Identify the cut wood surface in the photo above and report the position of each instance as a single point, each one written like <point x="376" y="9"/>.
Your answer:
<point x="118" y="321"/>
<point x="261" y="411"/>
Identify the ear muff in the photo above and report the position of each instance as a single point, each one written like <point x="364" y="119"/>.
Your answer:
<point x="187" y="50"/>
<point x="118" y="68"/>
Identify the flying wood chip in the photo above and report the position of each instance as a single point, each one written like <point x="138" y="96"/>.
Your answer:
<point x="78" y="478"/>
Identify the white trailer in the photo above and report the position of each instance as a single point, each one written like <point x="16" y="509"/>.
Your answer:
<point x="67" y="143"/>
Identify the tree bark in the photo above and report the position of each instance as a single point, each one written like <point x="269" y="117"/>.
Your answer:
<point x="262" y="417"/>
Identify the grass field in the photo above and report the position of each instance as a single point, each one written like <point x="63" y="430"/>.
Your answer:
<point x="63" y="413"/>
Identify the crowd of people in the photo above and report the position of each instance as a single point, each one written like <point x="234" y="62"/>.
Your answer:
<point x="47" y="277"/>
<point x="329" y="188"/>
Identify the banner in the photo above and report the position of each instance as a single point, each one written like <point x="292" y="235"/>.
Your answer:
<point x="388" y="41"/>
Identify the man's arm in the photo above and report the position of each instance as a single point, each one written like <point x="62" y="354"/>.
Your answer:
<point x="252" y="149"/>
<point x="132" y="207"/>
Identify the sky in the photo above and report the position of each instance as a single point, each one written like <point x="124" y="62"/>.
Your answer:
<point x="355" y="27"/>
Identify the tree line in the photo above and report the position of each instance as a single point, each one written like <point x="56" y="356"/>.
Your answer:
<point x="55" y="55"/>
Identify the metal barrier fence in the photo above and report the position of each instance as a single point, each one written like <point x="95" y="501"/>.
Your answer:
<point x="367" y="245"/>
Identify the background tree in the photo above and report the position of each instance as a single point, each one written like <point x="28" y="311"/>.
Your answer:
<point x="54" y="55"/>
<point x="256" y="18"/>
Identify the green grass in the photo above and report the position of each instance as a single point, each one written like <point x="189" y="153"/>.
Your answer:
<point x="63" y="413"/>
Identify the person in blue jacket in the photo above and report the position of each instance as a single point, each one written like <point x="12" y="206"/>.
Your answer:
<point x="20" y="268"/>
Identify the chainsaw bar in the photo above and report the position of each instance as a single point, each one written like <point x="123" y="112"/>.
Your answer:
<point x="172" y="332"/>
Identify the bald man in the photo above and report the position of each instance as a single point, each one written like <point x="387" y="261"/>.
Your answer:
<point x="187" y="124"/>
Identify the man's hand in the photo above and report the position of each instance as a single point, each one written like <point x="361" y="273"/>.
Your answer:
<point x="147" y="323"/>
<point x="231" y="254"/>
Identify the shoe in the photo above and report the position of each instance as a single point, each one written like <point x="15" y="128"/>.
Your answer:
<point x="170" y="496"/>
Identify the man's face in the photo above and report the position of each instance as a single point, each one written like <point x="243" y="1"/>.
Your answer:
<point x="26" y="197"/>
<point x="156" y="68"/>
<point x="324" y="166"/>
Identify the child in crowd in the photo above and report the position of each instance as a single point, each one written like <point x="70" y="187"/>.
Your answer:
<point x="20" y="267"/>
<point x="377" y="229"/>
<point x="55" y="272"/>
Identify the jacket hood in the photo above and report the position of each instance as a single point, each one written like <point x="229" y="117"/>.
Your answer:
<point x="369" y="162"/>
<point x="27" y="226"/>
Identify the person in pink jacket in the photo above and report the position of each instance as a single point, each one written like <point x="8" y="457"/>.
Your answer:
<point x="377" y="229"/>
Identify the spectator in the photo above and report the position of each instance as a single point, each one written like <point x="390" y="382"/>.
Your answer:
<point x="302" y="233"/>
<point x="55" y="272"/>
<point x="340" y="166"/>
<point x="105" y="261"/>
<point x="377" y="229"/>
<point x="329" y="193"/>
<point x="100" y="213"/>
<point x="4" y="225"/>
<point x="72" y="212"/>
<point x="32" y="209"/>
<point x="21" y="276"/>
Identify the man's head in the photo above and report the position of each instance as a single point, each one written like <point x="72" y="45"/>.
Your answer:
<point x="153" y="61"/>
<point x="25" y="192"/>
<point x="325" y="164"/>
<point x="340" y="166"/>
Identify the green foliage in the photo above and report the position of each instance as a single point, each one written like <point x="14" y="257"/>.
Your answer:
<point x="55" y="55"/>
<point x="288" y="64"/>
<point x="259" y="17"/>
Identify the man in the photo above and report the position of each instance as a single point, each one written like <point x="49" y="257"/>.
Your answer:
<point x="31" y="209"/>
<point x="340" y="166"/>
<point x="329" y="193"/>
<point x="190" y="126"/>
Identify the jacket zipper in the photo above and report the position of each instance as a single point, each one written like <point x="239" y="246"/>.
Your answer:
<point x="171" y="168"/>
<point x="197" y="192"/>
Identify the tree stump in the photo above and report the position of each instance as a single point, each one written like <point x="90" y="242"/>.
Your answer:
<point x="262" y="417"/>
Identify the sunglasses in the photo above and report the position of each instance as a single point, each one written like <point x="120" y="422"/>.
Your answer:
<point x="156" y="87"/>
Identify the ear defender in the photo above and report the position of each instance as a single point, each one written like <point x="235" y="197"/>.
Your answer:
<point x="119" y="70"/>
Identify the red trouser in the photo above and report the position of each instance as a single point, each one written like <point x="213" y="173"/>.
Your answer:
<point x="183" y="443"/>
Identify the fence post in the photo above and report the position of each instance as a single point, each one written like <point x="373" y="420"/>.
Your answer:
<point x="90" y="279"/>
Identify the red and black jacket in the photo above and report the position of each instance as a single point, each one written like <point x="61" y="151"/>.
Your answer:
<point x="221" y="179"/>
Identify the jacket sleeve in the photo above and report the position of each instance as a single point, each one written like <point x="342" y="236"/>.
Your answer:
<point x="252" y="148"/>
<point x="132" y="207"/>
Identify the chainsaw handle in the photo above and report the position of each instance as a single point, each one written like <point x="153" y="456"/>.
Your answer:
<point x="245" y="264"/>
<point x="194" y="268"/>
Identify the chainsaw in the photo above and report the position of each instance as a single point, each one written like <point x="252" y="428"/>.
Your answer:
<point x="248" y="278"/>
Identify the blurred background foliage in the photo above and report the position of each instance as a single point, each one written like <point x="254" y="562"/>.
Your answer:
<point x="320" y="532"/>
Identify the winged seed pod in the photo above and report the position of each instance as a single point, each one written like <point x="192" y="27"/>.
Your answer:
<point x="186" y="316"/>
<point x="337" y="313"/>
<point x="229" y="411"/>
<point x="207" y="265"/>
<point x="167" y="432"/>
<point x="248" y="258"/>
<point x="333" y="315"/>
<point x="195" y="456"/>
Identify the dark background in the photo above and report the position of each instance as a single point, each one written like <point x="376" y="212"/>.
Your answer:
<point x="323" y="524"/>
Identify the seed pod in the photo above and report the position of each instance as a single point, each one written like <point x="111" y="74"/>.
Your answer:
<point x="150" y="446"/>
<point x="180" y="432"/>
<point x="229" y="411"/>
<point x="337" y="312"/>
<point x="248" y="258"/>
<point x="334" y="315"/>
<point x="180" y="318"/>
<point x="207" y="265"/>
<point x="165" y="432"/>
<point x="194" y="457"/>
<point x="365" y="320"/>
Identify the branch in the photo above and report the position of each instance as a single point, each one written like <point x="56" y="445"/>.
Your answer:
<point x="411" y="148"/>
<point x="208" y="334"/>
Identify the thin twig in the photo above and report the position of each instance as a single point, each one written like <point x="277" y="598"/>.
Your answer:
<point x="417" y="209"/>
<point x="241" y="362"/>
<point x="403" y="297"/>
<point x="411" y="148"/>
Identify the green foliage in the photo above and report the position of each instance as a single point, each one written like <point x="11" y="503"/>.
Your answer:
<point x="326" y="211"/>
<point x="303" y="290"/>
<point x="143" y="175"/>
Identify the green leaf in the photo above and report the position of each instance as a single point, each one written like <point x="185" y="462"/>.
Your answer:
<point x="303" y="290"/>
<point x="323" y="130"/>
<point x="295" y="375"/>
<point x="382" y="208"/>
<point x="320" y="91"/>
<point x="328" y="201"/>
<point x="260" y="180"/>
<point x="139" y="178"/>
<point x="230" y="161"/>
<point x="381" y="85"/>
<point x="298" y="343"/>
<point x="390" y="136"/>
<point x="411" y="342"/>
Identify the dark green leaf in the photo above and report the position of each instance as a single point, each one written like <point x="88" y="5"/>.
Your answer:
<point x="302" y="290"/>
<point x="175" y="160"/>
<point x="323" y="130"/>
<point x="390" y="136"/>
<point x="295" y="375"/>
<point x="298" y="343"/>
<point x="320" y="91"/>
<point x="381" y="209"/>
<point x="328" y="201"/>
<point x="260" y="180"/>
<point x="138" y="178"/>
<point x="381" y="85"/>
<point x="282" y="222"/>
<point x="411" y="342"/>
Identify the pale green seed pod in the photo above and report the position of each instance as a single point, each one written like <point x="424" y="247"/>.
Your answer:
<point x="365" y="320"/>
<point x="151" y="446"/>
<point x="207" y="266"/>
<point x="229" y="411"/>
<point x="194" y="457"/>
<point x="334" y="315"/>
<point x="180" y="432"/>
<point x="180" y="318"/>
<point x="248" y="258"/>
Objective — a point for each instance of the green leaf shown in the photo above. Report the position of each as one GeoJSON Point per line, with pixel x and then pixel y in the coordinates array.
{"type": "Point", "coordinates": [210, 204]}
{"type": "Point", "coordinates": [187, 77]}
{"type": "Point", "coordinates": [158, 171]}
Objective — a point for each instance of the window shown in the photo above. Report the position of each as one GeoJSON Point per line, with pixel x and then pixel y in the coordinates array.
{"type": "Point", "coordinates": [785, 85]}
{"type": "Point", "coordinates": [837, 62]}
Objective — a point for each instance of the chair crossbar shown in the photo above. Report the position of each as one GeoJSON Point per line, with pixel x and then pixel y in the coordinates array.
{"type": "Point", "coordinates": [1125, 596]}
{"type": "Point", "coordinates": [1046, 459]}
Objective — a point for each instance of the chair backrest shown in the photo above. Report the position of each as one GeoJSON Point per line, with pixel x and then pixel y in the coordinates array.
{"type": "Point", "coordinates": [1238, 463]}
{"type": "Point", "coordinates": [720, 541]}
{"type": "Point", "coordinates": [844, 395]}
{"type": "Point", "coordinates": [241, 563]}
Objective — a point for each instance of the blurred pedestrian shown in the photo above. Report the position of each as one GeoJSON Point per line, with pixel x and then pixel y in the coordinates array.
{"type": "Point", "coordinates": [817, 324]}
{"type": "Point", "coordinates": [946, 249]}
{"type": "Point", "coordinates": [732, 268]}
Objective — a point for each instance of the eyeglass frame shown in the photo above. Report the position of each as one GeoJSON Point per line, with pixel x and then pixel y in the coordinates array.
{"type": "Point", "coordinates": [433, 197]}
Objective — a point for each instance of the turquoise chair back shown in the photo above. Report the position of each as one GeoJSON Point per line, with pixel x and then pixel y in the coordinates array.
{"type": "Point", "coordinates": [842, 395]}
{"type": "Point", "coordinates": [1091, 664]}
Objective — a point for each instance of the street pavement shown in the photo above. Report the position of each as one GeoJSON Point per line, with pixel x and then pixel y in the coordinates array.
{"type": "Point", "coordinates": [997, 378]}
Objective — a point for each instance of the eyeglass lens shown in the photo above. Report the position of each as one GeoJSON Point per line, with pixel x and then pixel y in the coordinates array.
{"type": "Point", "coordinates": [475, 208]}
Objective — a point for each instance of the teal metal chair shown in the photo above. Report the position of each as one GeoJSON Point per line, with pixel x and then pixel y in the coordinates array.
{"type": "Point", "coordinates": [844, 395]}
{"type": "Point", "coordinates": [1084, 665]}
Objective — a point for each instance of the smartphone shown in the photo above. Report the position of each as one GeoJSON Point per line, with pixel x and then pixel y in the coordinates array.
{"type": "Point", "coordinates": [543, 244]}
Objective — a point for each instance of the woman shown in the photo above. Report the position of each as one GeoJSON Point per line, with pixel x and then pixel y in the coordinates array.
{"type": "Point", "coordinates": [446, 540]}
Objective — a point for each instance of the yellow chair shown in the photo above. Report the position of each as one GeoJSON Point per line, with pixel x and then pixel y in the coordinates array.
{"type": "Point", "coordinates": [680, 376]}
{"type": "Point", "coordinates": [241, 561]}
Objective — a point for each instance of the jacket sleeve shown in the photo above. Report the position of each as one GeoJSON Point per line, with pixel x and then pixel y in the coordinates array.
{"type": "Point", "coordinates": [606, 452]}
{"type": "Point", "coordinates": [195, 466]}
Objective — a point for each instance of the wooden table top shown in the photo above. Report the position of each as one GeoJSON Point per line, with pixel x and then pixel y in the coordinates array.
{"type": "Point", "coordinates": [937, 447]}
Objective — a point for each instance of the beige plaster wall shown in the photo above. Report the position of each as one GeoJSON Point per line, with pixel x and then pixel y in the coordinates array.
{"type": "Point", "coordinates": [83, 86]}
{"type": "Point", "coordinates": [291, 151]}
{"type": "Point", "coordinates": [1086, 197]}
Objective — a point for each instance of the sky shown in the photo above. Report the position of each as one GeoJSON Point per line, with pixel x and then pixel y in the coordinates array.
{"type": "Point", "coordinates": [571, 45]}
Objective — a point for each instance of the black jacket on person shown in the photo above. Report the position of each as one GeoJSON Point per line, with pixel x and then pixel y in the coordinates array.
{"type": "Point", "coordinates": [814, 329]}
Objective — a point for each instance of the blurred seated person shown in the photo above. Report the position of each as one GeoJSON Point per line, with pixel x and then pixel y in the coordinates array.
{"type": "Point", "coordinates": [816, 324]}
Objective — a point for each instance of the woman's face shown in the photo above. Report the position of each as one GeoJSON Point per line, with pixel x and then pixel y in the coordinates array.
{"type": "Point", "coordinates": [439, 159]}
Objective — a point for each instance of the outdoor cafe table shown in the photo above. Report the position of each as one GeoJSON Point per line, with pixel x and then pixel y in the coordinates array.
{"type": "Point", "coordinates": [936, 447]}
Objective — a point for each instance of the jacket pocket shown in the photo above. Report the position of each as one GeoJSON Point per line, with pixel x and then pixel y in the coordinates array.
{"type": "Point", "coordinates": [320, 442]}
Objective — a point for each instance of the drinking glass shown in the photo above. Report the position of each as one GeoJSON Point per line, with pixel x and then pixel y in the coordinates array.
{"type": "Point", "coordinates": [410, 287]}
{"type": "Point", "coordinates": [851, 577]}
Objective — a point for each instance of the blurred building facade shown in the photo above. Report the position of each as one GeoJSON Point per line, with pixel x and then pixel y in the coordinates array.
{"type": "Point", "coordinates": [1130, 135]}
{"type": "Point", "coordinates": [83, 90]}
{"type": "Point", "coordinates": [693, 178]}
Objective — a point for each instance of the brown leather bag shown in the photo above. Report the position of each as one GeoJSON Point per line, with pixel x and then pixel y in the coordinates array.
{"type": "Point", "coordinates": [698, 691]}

━━━━━━━━━━━━━━━━━━━━━━━━━━━━━━

(GOAL) Print only the lines from the one with "Objective — a point for each instance of the blurred building" to the end of the records, both included.

(IN RESPONSE)
Objective — a point for each instance of the blurred building facade shown in the photo above. Report the position of each as one GeoJSON Point per line, with pixel x and then pixel y in the coordinates array.
{"type": "Point", "coordinates": [1130, 135]}
{"type": "Point", "coordinates": [83, 90]}
{"type": "Point", "coordinates": [693, 178]}
Objective — a point for each instance of the brown leather bag shown in the photo above. Report the position of each as one GeoJSON Point per line, with pixel x and then pixel y in the coordinates array.
{"type": "Point", "coordinates": [698, 691]}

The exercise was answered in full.